#### Written exercise
Copy the lines from the one containing "window in the photo above." down to the one containing "[[119, 114]]", replacing every "excavator" with "digger" and changing nothing else.

#### Given data
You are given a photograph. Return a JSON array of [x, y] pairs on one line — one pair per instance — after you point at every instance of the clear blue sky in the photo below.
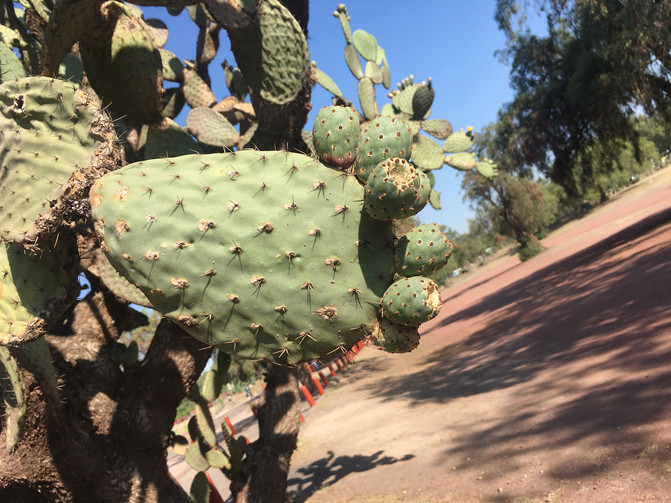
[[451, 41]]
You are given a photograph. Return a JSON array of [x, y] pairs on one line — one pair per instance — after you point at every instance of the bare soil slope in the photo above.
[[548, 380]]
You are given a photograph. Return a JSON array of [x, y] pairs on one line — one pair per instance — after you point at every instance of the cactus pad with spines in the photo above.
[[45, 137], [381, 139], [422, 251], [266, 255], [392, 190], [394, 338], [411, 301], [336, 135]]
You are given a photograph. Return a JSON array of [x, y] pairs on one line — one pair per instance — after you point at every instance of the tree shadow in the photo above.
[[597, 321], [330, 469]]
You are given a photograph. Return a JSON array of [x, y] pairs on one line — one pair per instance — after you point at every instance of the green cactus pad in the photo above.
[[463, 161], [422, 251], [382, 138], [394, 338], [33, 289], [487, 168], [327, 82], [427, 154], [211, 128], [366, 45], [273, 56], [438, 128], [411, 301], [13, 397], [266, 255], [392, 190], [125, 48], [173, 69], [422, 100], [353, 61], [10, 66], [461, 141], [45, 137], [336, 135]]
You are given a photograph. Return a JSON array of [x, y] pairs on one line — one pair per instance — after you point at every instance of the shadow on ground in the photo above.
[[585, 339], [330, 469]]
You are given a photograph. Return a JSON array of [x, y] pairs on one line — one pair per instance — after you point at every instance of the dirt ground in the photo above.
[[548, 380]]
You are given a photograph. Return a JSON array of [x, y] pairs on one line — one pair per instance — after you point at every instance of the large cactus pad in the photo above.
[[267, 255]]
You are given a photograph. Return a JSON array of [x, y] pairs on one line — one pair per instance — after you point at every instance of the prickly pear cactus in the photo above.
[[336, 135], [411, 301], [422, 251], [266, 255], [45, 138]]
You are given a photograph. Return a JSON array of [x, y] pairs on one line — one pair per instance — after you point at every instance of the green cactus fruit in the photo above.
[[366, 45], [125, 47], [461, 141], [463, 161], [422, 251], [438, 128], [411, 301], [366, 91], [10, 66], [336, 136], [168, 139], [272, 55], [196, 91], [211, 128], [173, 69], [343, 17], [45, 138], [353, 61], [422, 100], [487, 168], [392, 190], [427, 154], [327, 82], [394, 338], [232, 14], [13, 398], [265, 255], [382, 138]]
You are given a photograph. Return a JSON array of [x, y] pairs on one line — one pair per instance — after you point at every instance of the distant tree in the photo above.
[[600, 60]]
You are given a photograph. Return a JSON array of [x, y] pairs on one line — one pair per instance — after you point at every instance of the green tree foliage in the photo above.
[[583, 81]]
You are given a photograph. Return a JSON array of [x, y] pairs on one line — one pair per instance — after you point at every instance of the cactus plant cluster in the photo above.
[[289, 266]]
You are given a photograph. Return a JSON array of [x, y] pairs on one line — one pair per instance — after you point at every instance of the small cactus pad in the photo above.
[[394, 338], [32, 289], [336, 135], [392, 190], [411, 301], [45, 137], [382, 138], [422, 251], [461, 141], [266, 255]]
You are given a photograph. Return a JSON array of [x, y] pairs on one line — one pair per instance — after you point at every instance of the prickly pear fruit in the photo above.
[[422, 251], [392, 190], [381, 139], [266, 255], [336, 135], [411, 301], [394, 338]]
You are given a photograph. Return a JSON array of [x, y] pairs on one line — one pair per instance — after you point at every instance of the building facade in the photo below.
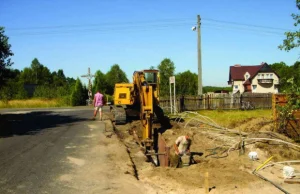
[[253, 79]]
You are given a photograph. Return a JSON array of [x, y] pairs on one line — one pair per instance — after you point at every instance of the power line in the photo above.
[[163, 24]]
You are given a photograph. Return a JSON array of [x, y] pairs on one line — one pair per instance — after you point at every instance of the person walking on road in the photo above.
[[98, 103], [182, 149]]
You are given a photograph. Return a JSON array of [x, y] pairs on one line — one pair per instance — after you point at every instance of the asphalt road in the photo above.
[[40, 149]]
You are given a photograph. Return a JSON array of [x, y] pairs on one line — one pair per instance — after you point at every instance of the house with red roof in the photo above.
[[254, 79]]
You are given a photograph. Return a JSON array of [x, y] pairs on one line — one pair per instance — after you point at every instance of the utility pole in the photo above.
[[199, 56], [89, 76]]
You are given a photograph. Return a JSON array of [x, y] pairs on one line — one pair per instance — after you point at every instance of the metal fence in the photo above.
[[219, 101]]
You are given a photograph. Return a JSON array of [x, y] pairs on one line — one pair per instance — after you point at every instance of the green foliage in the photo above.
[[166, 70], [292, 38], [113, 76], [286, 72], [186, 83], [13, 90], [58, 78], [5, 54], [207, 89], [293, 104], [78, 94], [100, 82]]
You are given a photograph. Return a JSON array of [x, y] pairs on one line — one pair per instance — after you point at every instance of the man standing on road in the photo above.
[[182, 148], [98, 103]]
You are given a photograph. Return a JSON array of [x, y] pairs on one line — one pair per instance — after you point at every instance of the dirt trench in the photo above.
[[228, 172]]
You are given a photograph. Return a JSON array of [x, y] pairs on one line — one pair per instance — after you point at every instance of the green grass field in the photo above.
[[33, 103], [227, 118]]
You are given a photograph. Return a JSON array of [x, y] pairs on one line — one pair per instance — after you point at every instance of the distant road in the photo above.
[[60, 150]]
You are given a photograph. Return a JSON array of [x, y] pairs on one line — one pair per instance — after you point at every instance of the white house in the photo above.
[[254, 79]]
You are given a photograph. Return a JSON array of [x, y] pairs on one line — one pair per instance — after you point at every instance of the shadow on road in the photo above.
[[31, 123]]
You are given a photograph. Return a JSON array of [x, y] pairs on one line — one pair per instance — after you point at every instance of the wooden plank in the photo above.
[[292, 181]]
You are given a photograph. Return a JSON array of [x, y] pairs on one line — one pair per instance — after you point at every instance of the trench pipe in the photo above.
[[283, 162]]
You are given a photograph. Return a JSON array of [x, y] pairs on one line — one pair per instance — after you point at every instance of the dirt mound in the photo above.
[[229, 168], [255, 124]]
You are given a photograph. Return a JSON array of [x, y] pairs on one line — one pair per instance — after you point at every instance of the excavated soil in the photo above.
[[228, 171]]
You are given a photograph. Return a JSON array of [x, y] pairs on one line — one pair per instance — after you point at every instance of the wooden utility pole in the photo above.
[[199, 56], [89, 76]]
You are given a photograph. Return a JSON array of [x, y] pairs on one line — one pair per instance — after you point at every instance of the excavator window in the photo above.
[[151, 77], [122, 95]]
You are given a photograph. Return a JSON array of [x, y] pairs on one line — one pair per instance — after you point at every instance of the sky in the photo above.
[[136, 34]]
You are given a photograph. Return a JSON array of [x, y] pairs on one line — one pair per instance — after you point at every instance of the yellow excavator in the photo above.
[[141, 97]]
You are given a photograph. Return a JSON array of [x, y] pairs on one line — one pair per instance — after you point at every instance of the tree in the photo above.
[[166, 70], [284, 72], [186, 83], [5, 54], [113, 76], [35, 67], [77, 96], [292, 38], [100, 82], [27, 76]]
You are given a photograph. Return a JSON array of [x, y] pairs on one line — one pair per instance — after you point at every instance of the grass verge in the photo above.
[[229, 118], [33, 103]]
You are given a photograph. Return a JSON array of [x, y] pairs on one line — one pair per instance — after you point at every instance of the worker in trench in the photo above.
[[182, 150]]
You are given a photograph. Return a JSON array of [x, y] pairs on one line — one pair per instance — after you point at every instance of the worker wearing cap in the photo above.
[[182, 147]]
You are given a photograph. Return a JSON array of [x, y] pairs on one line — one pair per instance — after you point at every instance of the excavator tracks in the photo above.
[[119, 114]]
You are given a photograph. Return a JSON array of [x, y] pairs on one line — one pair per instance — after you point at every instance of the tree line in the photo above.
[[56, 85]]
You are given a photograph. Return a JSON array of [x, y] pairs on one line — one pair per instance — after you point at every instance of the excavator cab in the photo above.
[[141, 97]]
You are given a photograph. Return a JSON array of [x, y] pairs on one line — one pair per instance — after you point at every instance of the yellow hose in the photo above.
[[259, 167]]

#### Expected answer
You are given a photograph. Return a JSON array of [x, y] pairs on one line — one pair per instance — after you point at every instance of the digger window in the photo above.
[[151, 77], [122, 95]]
You are given a photograph. Return a JSON array of [x, y] pairs on one line — one pair per instance — after you point at every instance of the sky in the photo above.
[[136, 34]]
You are given a photograph. Return a JSON array of [x, y] pairs on one line — one pair per instance — after you point at every instance of the yellow digger in the photo above.
[[141, 97]]
You are given a photograph. Return a JSON array of [x, y] pairs on one line — one pair per instance — after you point at every instance of the tree in the photo above.
[[166, 70], [284, 72], [186, 83], [5, 54], [113, 76], [35, 67], [77, 96], [292, 38], [100, 82], [27, 76]]
You are given a photograph. Return a JSON array of [x, y] pairs on one line — one pair per instance — after you point at every instance of the grass verge in the photo above.
[[229, 118], [33, 103]]
You are given a photograph. Return a JSON array of [x, y] pairs on one line — one pair per instance — after you point at every instance of the worker in trench in the photo above.
[[182, 150]]
You are given a photograph. Return a JSON array of [x, y] pairs on one line — one pair per instance — after you point at every instance of the worker wearing cap in the photo above.
[[182, 147]]
You are given a photograph. Return a JSON array of [x, y] pairs on one line — one pair per instance — after you point at every instance of the digger tracks in the photo above.
[[119, 114]]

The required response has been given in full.